● DOCUMENT SEGMENT:

In Roozbuilt Ltd. v. Jamieson (Div Ct, 2022) the Divisional Court considered the standard of review applicable to an administrative review (ie. an administrative reconsideration) [SS: it's tribunal rule-based]:
[36] The appellant argues that the Chair inappropriately conducted a rehearing, rather than a review. In doing so, he should have applied a standard of reasonableness, and instead he showed no deference to the original member and substituted his own findings of fact and policy.

[37] I disagree. The Chair understood the importance of deference to the original member’s findings of fact, stating at p. 6 of his decision:
Where the TLAB member has provided replicable and reasonable grounds for evidentiary findings, absent any of the identified constraints above and in the Rules, the decision is to be supported. An important tenet of administrative law is respect for the decision making process, including its reliability and consistency.
[38] Importantly, he went on to accept the submission of the appellant’s counsel that a review is not a rehearing or re-argument. At p. 7 of his decision, he stated,
A review is limited to the grounds set out in Rule 31 of the TLAB Rules. Where none of these grounds are properly addressed, and met by the Requestor, the review should be dismissed.
[39] The Chair then considered the grounds for review in Rule 31.7 and decided that paragraphs a) and c) were in play in the Request (see p. 12 of his decision) – that the member acted outside her jurisdiction, and that there was an error of law or fact that would likely have resulted in a different outcome. He clearly understood that Rule 31.7 required that the reasons and the evidence in the Request must be compelling in establishing the grounds for review.

● AIM 1: Pick out every line of the records that contains the word "building", counting a match only when upper and lower case are the same.
The court excerpt and the records have nothing to do with each other.

● DATA FOR PROCESSING:

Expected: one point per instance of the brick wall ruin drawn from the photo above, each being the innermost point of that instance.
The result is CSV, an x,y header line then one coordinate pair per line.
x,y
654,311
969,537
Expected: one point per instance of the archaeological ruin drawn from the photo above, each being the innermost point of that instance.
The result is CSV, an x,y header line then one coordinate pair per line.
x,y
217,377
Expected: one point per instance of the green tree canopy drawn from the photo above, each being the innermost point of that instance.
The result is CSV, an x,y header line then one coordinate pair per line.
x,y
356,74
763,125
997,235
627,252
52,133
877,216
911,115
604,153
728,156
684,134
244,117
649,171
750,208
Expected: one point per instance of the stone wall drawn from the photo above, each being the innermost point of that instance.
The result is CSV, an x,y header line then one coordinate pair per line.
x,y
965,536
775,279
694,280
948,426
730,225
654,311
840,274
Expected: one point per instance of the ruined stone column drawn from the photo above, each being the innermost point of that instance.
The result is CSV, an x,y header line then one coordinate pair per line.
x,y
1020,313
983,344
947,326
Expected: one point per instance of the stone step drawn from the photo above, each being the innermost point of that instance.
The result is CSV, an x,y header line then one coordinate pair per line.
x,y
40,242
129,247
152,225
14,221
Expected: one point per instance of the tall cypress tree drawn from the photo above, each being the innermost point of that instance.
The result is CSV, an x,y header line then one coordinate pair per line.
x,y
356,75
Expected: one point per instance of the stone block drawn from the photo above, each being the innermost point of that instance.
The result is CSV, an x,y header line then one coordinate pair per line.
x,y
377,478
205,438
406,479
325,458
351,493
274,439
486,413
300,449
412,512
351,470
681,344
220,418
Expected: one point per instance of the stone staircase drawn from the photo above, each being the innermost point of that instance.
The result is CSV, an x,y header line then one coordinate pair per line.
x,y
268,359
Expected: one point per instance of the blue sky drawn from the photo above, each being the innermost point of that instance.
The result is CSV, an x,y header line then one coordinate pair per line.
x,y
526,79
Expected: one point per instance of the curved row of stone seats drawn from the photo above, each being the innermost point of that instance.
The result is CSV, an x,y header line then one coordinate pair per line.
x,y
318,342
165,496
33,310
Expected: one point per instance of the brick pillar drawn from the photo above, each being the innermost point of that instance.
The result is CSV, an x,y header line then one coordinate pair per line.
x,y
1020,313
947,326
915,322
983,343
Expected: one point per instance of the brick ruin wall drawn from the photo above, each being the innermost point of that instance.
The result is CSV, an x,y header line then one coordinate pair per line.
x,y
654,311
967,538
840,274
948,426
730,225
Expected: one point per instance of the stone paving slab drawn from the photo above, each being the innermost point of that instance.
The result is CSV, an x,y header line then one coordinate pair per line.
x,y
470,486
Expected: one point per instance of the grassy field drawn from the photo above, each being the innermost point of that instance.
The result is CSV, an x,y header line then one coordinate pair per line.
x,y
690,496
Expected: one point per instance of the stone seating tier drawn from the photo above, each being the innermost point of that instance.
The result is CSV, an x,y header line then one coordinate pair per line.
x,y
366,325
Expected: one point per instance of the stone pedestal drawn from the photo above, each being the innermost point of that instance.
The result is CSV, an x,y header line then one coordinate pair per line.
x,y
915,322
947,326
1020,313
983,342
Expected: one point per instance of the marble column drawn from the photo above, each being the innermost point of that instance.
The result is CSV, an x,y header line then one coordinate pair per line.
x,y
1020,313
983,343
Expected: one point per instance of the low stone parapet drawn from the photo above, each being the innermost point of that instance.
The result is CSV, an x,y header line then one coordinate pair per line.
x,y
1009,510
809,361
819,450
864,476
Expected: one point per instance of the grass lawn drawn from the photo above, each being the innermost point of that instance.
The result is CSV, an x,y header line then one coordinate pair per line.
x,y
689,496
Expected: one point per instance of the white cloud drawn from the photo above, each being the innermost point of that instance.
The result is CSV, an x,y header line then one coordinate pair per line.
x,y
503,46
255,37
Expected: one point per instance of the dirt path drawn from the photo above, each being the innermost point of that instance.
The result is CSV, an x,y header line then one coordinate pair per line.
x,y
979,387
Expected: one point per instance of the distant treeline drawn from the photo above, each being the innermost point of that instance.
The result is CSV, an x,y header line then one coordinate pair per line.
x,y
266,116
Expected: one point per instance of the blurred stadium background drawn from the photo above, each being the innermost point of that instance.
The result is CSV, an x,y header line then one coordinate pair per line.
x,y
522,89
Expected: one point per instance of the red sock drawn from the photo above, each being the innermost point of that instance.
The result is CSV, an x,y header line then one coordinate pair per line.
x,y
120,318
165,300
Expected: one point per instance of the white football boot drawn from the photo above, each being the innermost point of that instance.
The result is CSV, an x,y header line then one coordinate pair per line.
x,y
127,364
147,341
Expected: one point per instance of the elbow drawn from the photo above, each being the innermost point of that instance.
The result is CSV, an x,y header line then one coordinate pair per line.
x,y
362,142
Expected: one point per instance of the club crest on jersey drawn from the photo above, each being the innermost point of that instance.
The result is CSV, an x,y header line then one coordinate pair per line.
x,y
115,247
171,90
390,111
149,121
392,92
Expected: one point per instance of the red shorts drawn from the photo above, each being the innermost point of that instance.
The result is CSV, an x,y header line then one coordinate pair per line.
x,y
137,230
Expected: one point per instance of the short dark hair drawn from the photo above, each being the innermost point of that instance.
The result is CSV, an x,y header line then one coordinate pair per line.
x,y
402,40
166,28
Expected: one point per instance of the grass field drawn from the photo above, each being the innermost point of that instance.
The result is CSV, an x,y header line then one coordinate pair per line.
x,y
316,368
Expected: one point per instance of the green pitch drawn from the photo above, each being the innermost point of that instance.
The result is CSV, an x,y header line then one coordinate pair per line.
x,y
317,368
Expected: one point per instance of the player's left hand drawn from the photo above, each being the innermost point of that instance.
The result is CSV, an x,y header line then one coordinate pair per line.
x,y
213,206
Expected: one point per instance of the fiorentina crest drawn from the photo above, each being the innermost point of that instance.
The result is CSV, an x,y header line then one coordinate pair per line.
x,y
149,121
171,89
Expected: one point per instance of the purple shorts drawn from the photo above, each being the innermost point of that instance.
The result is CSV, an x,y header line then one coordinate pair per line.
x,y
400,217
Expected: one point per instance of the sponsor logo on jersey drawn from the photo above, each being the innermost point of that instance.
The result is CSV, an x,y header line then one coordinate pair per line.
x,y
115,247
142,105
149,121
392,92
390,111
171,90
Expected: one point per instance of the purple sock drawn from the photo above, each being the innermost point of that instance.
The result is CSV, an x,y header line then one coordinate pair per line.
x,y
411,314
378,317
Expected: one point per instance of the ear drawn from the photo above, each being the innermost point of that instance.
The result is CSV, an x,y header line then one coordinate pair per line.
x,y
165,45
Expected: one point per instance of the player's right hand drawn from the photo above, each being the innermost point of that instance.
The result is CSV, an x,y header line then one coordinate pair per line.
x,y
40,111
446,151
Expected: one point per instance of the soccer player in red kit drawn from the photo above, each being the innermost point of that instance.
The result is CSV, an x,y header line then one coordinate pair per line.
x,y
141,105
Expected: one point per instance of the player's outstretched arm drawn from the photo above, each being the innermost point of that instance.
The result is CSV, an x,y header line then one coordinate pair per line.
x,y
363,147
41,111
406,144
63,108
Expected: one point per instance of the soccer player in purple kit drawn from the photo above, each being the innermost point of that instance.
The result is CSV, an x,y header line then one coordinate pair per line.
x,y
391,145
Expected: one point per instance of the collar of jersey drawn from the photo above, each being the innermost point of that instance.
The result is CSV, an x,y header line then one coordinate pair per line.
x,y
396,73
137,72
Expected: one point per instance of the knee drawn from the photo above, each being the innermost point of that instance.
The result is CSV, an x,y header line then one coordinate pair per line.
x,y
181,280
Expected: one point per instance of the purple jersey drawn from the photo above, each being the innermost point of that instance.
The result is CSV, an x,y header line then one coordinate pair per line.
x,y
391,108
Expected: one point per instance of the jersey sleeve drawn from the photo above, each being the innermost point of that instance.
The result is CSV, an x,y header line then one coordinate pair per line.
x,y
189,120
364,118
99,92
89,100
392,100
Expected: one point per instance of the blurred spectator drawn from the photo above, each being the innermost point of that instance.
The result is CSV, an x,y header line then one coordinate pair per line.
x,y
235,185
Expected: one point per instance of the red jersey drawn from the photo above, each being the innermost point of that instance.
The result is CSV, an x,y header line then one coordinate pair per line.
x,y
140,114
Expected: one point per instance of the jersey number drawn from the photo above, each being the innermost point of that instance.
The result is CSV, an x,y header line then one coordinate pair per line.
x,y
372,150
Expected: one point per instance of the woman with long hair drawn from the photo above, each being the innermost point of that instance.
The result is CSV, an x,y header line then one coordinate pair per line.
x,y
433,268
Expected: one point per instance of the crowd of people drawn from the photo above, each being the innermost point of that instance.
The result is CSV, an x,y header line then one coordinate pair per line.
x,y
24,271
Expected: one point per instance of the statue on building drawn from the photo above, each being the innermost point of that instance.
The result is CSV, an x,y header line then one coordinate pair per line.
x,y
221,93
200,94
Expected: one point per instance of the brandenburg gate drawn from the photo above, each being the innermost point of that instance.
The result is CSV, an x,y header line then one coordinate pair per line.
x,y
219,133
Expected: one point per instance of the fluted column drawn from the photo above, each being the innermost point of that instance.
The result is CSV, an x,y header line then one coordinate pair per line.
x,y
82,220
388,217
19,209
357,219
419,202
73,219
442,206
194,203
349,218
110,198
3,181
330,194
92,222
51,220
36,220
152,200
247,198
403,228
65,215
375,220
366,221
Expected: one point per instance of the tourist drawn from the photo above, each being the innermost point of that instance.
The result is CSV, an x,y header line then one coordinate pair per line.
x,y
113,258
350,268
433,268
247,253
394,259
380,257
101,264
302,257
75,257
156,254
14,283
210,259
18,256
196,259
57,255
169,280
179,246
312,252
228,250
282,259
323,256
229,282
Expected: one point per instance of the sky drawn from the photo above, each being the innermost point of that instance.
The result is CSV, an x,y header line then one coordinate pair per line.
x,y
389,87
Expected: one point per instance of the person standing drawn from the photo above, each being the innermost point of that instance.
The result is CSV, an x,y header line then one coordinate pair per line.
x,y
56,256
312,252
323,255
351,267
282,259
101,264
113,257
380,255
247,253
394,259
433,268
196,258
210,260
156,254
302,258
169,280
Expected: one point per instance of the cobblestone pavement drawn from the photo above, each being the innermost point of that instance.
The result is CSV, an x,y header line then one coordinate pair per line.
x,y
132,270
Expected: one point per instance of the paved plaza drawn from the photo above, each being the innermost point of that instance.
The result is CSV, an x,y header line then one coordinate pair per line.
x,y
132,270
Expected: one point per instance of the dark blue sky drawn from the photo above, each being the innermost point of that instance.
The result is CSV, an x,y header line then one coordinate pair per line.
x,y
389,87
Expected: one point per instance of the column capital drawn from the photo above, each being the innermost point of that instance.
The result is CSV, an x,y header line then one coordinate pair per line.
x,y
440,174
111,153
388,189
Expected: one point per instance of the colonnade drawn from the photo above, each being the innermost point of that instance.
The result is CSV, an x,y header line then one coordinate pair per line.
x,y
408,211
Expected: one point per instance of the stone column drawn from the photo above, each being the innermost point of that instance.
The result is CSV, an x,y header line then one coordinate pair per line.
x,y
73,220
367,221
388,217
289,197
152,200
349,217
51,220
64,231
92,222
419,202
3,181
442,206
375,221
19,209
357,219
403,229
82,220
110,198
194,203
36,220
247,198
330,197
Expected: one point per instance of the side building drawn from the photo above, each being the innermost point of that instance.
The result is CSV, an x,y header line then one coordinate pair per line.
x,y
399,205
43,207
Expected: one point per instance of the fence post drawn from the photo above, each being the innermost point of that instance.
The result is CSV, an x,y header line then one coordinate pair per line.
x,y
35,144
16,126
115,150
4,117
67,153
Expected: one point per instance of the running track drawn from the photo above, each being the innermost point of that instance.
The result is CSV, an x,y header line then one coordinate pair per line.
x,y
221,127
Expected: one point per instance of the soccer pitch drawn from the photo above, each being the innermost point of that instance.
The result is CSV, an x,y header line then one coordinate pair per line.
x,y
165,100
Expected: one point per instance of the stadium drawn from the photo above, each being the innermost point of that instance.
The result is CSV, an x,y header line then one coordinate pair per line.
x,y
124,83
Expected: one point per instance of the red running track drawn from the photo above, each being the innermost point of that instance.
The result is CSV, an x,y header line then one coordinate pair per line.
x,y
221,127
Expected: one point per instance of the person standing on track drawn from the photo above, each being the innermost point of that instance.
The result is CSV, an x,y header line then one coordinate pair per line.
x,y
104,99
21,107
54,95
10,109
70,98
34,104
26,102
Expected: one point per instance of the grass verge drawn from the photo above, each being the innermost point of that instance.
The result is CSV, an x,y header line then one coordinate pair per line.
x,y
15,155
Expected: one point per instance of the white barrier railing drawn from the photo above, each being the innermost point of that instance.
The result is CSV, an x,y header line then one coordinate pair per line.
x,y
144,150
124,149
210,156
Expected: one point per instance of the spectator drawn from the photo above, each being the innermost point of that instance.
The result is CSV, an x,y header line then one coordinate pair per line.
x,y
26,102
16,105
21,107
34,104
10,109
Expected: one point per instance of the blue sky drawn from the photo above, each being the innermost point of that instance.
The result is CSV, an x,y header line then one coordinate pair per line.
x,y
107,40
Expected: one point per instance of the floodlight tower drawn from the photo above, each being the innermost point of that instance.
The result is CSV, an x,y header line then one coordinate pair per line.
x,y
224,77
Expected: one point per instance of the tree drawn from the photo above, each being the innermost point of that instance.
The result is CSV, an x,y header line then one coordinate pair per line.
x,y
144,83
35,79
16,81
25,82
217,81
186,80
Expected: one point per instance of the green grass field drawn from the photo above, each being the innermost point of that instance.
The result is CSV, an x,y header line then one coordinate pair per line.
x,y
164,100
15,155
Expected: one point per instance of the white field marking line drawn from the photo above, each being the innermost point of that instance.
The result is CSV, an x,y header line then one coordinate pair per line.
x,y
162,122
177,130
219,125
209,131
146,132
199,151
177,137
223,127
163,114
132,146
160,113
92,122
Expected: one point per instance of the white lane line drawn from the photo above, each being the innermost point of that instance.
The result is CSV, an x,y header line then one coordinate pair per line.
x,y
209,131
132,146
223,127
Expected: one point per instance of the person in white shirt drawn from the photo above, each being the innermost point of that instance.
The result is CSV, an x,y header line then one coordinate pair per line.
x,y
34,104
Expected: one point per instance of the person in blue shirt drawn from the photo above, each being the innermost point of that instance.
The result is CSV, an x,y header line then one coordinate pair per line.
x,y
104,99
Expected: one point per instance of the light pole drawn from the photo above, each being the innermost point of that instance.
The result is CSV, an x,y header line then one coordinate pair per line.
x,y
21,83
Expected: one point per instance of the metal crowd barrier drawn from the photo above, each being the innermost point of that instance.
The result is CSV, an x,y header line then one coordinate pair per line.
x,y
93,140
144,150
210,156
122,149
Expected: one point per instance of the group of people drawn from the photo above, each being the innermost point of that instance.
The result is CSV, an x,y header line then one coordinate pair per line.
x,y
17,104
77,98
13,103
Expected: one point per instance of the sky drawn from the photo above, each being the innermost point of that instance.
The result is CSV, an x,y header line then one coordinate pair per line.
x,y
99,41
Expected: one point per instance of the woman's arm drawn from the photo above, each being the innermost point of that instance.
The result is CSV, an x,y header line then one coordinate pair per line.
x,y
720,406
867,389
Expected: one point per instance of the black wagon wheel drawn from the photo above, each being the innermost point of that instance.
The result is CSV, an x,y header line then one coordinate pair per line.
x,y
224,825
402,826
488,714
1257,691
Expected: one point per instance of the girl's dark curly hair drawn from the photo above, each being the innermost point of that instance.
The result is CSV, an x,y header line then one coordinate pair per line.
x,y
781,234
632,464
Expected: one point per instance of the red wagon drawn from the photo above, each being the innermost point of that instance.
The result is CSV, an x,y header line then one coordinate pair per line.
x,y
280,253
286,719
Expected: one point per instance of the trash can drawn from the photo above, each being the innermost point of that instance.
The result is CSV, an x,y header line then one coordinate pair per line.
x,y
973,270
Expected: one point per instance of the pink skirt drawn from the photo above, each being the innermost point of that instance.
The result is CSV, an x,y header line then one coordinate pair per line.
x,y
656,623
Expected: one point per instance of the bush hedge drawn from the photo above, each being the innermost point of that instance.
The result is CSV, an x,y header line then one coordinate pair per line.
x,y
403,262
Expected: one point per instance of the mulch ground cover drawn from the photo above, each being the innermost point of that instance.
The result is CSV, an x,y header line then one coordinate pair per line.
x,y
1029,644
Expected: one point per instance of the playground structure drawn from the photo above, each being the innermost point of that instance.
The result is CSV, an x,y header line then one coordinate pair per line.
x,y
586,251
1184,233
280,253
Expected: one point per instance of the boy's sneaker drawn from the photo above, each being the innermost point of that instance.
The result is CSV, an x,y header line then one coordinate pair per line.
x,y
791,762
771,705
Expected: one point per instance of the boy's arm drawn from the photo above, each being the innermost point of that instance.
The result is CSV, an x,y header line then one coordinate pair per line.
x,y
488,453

● AIM 2: Summarize the court excerpt in two sentences.

● TASK ANSWER 1:
Expected: one point per instance of the statue on building drawn from the photo above, each being the innermost point of that instance.
Expected: one point per instance of the side building drawn from the photo above, each being the innermost point of that instance.

● TASK ANSWER 2: In Roozbuilt Ltd. v. Jamieson, the Divisional Court disagreed with the appellant's argument that the Chair had conducted a rehearing rather than a review and showed no deference to the original member. The court found that the Chair understood the importance of deference to the original member's findings of fact, accepted that a review is not a rehearing, and considered the grounds for review in Rule 31.7, deciding that paragraphs a) and c) were in play.